**Secção do documento:**

◆ ◆ ◆

Simone Veil: a mulher que mudou a França e inspirou o mundo

Simone Veil

Projeto “52 Mulheres em 2025 – MEV, MulheresEmViagem.pt”. A história de uma mulher, por cada semana do ano. Durante o ano de 2025, o MulheresEmViagem.pt faz uma homenagem a Mulheres de todo o Mundo, de vários países, de várias áreas de formação, que se tornaram referências. Algumas já não estão entre nós, mas muitas outras ainda estão a transformar o nosso mundo, dia após dia, com o seu esforço e trabalho por um mundo mais igualitário! Por um mundo com mais referências femininas, sobretudo em áreas que nos estiveram vedadas durante séculos (milénios, por vezes…).

Mais Sobre o Projeto “52 Mulheres em 2025 – MEV, MulheresEmViagem.pt”. A história de uma mulher, por cada semana do ano.

Simone Veil é um nome incontornável na história da Europa contemporânea. Sobrevivente do Holocausto, feminista, política, jurista e defensora incansável dos direitos humanos, tornou-se uma das figuras mais respeitadas de França e um símbolo da emancipação feminina. O seu percurso é um testemunho de força, dignidade e determinação.

Nascida Simone Jacob, a 13 de julho de 1927, em Nice, cresceu numa família judaica culta e progressista. A sua juventude foi interrompida brutalmente pela Segunda Guerra Mundial. Em 1944, com apenas 16 anos, Simone foi deportada com a mãe e a irmã para o campo de concentração de Auschwitz-Birkenau. O pai e o irmão desapareceram, provavelmente mortos nos campos da morte. Sobreviveu, mas nunca esqueceu. E fez da memória uma missão.

◆ ◆ ◆

**Dados de origem:**

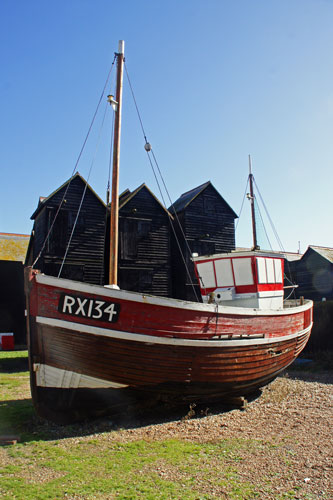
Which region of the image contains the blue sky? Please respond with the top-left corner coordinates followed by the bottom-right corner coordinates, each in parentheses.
top-left (0, 0), bottom-right (333, 251)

◆ ◆ ◆

**Conjunto de tarefas:**
a: Segundo o texto sobre Simone Veil, em que cidade nasceu ela?
b: Imprima o trecho do texto sobre Simone Veil entre "Nascida Simone Jacob, a" e "memória uma missão.", inclusive.
c: Liste todas as designações que o texto sobre Simone Veil lhe atribui na frase iniciada por "Sobrevivente do Holocausto".

**Os resultados:**
a: Em Nice.

b:
Nascida Simone Jacob, a 13 de julho de 1927, em Nice, cresceu numa família judaica culta e progressista. A sua juventude foi interrompida brutalmente pela Segunda Guerra Mundial. Em 1944, com apenas 16 anos, Simone foi deportada com a mãe e a irmã para o campo de concentração de Auschwitz-Birkenau. O pai e o irmão desapareceram, provavelmente mortos nos campos da morte. Sobreviveu, mas nunca esqueceu. E fez da memória uma missão.

c: sobrevivente do Holocausto; feminista; política; jurista; defensora incansável dos direitos humanos